Wherever a line of the data contains "handle", copy that line.
Start of EXERCISE DATA
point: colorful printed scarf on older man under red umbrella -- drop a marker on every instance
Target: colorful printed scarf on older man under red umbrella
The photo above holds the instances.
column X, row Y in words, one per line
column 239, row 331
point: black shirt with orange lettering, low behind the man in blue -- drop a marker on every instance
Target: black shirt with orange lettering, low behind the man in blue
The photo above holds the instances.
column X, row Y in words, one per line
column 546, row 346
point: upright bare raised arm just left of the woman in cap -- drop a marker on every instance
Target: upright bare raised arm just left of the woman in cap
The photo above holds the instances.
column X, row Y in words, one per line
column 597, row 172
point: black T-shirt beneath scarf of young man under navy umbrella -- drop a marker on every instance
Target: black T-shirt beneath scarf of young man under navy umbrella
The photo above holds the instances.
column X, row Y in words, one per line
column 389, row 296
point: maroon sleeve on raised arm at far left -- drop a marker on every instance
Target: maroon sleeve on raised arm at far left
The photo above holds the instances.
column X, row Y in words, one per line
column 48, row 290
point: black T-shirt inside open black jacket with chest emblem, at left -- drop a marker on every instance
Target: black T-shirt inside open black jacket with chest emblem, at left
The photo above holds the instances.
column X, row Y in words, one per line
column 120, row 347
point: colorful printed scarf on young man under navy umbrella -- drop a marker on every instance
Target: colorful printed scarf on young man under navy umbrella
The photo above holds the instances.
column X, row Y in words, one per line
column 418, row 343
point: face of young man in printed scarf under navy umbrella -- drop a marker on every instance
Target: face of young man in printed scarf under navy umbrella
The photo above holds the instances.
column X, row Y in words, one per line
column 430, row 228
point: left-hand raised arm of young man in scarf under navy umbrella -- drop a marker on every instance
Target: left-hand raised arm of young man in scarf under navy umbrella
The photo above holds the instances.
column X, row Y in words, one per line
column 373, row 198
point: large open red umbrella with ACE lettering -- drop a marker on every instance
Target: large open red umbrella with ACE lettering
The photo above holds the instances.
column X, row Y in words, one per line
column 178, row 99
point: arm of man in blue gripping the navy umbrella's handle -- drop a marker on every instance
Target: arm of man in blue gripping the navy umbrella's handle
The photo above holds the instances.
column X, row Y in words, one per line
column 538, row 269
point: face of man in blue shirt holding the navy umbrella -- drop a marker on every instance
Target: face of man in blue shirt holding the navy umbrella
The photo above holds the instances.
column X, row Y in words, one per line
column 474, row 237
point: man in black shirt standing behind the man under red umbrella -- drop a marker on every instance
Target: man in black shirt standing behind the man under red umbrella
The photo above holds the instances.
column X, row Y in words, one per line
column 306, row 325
End of EXERCISE DATA
Start of EXERCISE DATA
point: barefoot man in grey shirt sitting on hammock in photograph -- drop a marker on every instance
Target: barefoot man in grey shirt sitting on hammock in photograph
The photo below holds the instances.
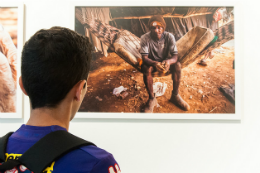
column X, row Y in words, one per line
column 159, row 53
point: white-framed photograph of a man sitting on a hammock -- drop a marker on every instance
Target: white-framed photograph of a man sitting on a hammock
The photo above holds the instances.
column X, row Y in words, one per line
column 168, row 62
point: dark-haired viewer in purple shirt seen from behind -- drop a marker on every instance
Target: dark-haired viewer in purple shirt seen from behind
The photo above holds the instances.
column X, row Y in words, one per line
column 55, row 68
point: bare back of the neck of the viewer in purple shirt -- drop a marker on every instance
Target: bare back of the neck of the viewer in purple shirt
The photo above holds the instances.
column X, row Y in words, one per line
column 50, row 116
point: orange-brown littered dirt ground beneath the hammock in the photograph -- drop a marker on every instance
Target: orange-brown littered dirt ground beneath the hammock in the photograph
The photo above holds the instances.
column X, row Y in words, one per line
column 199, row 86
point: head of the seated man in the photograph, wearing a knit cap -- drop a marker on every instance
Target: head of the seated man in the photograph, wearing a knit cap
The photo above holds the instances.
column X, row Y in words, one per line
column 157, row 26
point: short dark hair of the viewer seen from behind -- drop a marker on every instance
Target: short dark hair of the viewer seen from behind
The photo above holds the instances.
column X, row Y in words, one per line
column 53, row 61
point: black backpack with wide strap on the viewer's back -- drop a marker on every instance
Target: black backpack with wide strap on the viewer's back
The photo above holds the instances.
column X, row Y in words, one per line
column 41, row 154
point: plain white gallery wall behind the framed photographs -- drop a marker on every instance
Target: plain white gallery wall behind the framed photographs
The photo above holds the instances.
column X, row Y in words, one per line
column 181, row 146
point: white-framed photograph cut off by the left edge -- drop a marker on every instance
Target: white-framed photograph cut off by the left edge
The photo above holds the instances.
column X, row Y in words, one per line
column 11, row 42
End of EXERCISE DATA
Start of EXERCISE DATA
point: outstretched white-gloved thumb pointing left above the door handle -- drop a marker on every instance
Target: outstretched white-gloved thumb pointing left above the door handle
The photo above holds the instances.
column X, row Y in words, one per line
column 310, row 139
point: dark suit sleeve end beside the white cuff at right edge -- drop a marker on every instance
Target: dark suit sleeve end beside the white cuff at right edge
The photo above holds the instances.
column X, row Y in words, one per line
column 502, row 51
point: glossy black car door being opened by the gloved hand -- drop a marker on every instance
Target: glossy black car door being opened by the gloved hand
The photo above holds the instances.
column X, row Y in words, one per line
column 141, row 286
End of EXERCISE DATA
**RESPONSE TO THIS EXERCISE:**
point: arm of man in blue gripping the navy umbrella's handle -- drop a marker on every instance
Target: arm of man in blue gripping the navy umbrella's handle
point: outstretched white-gloved thumb pointing left above the door handle -- drop a marker on every instance
Target: outstretched white-gloved thumb pointing left above the door handle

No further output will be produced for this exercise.